[v2,0/2] x86/cpu: fix invalid MTRR mask values for SEV or TME

Message ID 20240131230902.1867092-1-pbonzini@redhat.com
Headers
Series x86/cpu: fix invalid MTRR mask values for SEV or TME |

Message

Paolo Bonzini Jan. 31, 2024, 11:09 p.m. UTC
  Supersedes: <20240130180400.1698136-1-pbonzini@redhat.com>

MKTME repurposes the high bit of physical address to key id for encryption
key and, even though MAXPHYADDR in CPUID[0x80000008] remains the same,
the valid bits in the MTRR mask register are based on the reduced number
of physical address bits.  This breaks boot on machines that have TME enabled
and do something to cleanup MTRRs, unless "disable_mtrr_cleanup" is
passed on the command line.  The fix is to move the check to early CPU
initialization, which runs before Linux sets up MTRRs.

However, as noticed by Kirill, the patch I sent as v1 actually works only
until Linux 6.6.  In Linux 6.7, commit fbf6449f84bf ("x86/sev-es: Set
x86_virt_bits to the correct value straight away, instead of a two-phase
approach") reorganized the initialization of c->x86_phys_bits in a way
that broke the patch.  But even in 6.7 AMD processors, which did try to
reduce it in this_cpu->c_early_init(c), had their x86_phys_bits value
overwritten by get_cpu_address_sizes(), so that early_identify_cpu()
left the wrong value in x86_phys_bits.  This probably went unnoticed
because on AMD processors you need not apply the reduced MAXPHYADDR to
MTRR masks.

Therefore, this v2 prepends the fix for this issue in commit fbf6449f84bf.
Apologies for the oversight.

Tested on an AMD Epyc machine (where I resorted to dumping mtrr_state) and
on the problematic Intel Emerald Rapids machine.

Thanks,

Paolo

Paolo Bonzini (2):
  x86/cpu: allow reducing x86_phys_bits during early_identify_cpu()
  x86/cpu/intel: Detect TME keyid bits before setting MTRR mask
    registers

 arch/x86/kernel/cpu/common.c |   4 +-
 arch/x86/kernel/cpu/intel.c  | 178 ++++++++++++++++++-----------------
 2 files changed, 93 insertions(+), 89 deletions(-)

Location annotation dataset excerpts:
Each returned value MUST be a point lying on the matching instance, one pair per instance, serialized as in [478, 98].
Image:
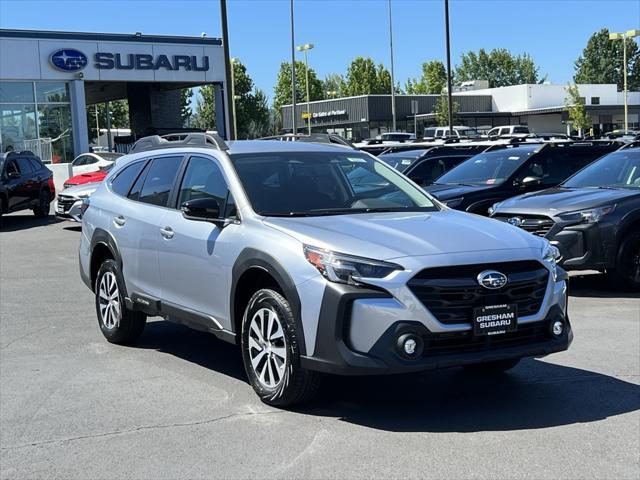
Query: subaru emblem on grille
[492, 280]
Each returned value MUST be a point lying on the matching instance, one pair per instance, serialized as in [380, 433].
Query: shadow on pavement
[597, 286]
[535, 394]
[13, 223]
[201, 348]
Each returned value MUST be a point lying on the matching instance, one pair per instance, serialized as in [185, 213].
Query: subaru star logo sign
[492, 280]
[69, 60]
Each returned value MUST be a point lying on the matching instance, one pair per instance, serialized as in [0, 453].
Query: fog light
[410, 346]
[558, 328]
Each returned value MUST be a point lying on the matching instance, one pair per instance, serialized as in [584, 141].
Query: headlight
[551, 256]
[454, 202]
[341, 268]
[592, 215]
[492, 208]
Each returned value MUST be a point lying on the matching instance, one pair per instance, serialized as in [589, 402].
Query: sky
[553, 32]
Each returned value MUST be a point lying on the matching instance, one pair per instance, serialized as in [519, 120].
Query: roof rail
[172, 140]
[313, 138]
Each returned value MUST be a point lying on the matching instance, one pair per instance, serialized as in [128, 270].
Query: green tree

DO THIS
Continue the MTRR mask fix cover letter from the point where it ends. You won't need the records for any of this.

REPLY
Comments

Dave Hansen Feb. 1, 2024, 6:29 p.m. UTC | #1
On 1/31/24 15:09, Paolo Bonzini wrote:
> However, as noticed by Kirill, the patch I sent as v1 actually works only
> until Linux 6.6.  In Linux 6.7, commit fbf6449f84bf ("x86/sev-es: Set
> x86_virt_bits to the correct value straight away, instead of a two-phase
> approach") reorganized the initialization of c->x86_phys_bits in a way
> that broke the patch.  But even in 6.7 AMD processors, which did try to
> reduce it in this_cpu->c_early_init(c), had their x86_phys_bits value
> overwritten by get_cpu_address_sizes(), so that early_identify_cpu()
> left the wrong value in x86_phys_bits.  This probably went unnoticed
> because on AMD processors you need not apply the reduced MAXPHYADDR to
> MTRR masks.

I really wanted get_cpu_address_sizes() to be the one and only spot
where c->x86_phys_bits is established.  That way, we don't get a bunch
of code all of the place tweaking it and fighting for who "wins".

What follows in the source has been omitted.